(Excerpts of pointing data)
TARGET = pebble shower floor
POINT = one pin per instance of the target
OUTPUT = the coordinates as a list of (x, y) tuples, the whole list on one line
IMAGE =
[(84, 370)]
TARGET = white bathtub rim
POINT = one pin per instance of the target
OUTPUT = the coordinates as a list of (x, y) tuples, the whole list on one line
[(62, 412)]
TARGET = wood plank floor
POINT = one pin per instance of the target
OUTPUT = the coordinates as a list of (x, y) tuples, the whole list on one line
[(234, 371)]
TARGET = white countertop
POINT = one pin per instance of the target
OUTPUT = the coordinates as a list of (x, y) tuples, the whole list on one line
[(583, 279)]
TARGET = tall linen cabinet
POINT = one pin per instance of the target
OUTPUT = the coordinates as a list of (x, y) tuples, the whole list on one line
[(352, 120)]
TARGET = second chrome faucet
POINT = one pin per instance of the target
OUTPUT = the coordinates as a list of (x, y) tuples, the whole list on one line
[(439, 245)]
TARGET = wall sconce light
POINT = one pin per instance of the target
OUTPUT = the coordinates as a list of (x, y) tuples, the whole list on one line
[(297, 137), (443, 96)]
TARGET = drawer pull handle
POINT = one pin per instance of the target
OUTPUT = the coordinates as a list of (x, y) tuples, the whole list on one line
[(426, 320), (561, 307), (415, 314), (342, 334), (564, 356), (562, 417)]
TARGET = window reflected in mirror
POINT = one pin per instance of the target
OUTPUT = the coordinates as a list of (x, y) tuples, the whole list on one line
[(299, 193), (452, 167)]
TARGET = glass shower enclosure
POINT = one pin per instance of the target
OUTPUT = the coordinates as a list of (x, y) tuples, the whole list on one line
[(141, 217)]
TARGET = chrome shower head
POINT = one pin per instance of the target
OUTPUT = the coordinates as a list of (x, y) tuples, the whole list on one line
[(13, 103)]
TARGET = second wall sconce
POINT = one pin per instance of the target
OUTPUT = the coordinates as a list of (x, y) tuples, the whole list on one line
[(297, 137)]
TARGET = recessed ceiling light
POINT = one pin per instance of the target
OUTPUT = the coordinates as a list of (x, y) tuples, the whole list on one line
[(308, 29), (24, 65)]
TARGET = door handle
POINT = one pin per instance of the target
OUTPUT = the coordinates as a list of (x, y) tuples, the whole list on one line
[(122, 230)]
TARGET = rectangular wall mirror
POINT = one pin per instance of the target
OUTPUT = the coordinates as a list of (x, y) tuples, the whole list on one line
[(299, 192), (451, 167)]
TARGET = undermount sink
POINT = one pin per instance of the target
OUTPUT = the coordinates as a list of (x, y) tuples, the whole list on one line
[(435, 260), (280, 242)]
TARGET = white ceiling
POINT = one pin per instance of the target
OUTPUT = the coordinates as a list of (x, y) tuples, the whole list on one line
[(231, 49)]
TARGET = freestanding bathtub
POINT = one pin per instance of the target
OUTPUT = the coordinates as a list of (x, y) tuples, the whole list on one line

TASK GOAL - Convert every line of the entries above into a JSON list of strings, one string per line, omitting any blank lines.

WORKED ANSWER -
[
  "TARGET = pebble shower floor",
  "POINT = one pin per instance of the target",
  "OUTPUT = the coordinates as a list of (x, y) tuples, the whole list on one line",
  "IMAGE =",
  "[(84, 370)]",
  "TARGET = white bathtub rim",
  "POINT = one pin per instance of the target",
  "OUTPUT = the coordinates as a list of (x, y) tuples, the whole list on one line",
  "[(62, 412)]",
  "TARGET = wood plank floor",
  "POINT = one pin per instance of the target",
  "OUTPUT = the coordinates as a list of (x, y) tuples, the whole list on one line",
  "[(234, 371)]",
  "TARGET = white countertop",
  "POINT = one pin per instance of the target",
  "OUTPUT = the coordinates as a list of (x, y) tuples, the whole list on one line",
  "[(583, 279)]",
  "TARGET = tall linen cabinet",
  "POINT = one pin per instance of the target",
  "OUTPUT = the coordinates as a list of (x, y) tuples, the whole list on one line",
  "[(352, 120)]",
  "TARGET = second chrome faucet",
  "POINT = one pin per instance of the target",
  "OUTPUT = the coordinates as a list of (x, y) tuples, the whole list on one line",
  "[(439, 245)]",
  "TARGET = wall sconce light",
  "POINT = one pin per instance of the target",
  "OUTPUT = the coordinates as a list of (x, y) tuples, the whole list on one line",
  "[(297, 137), (443, 96)]",
  "TARGET = drawer pull handle",
  "POINT = one pin per instance of the target",
  "OUTPUT = the coordinates as a list of (x, y) tuples, the whole list on one line",
  "[(426, 320), (561, 307), (415, 314), (342, 334), (564, 356), (562, 417)]",
  "TARGET = window reflected in mirror",
  "POINT = one pin per instance of the target",
  "OUTPUT = the coordinates as a list of (x, y) tuples, the whole list on one line",
  "[(299, 193), (452, 167)]",
  "TARGET = glass shower enclosure",
  "POINT = one pin per instance of the target",
  "OUTPUT = the coordinates as a list of (x, y) tuples, the whole list on one line",
  "[(141, 217)]",
  "TARGET = chrome shower head",
  "POINT = one pin per instance of the target",
  "OUTPUT = the coordinates as a list of (x, y) tuples, the whole list on one line",
  "[(13, 103)]",
  "TARGET = second wall sconce",
  "POINT = one pin per instance of the target",
  "OUTPUT = the coordinates as a list of (x, y) tuples, the whole list on one line",
  "[(297, 137)]",
  "TARGET = recessed ceiling light",
  "POINT = one pin per instance of the target",
  "OUTPUT = the coordinates as a list of (x, y) tuples, the whole list on one line",
  "[(308, 29), (24, 65)]",
  "TARGET = door handle",
  "POINT = one pin per instance of the target",
  "OUTPUT = the coordinates as a list of (x, y) tuples, the whole list on one line",
  "[(122, 230)]",
  "TARGET = rectangular wall mirror",
  "POINT = one pin per instance of the target",
  "OUTPUT = the coordinates as a list of (x, y) tuples, the whole list on one line",
  "[(299, 192), (451, 167)]",
  "TARGET = undermount sink",
  "POINT = one pin per instance of the target",
  "OUTPUT = the coordinates as a list of (x, y) tuples, the whole list on one line",
  "[(435, 260), (280, 242)]",
  "TARGET = white ceiling",
  "POINT = one pin per instance of the target",
  "OUTPUT = the coordinates as a list of (x, y) tuples, the whole list on one line",
  "[(231, 49)]",
  "TARGET = freestanding bathtub",
  "POINT = one pin per instance of the target",
  "OUTPUT = the coordinates as a list of (x, y) tuples, the whole list on one line"
]